The problem - The Long Beach FHA loan page below has an "FHA Loans at a Glance" section. List each label in that section with its value.

Quoted text -
________________________________________

FHA Loans · Long Beach, CA

Long Beach FHA Loans - Buy a Home Here with as Little as 3.5% Down

FHA loans let you buy in Long Beach with 3.5% down and credit scores starting at 580, which is why they're the go-to path for first-time and credit-rebuilding buyers across North Long Beach, Wrigley, and the downtown condo market. The FHA limit in LA County is $1,249,125 for a single-family home, high enough to reach every neighborhood in the city, even though most FHA buyers here are shopping the $500K to $750K range. I'm a licensed mortgage broker with access to 150+ lenders, so I can shop your FHA file for the pricing and terms that actually fit your situation. Book a free consultation to see what you qualify for.

FHA Loans at a Glance

2026
Max loan amount
$1,249,125 (1-unit, LA County)
Min down payment
3.5%
Min credit score
580

580+ score for 3.5% down, or 500 to 579 with 10% down. Requires FHA mortgage insurance (1.75% upfront plus an annual premium), which stays for the life of the loan on most 3.5%-down files. Owner-occupied primary residences only. Down payment can be gifted.

________________________________________

Data section -
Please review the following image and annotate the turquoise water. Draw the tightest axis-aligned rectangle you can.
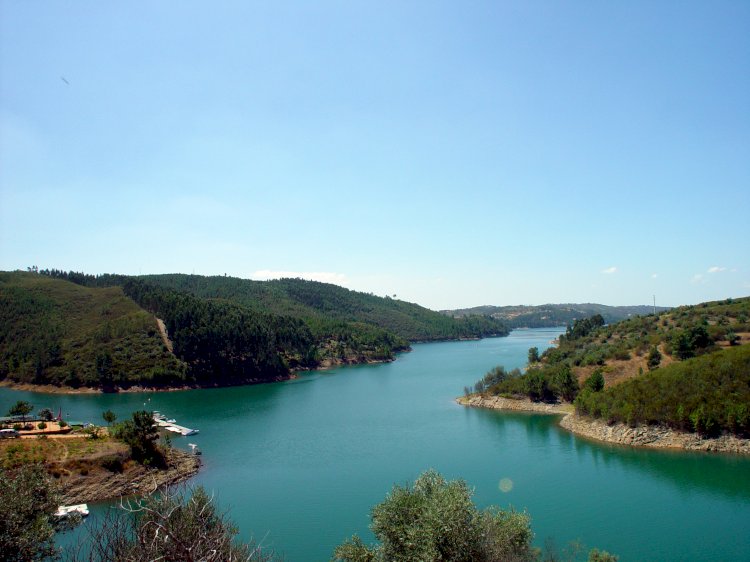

________________________________________

Output of the task -
- Max loan amount: $1,249,125 (1-unit, LA County)
- Min down payment: 3.5%
- Min credit score: 580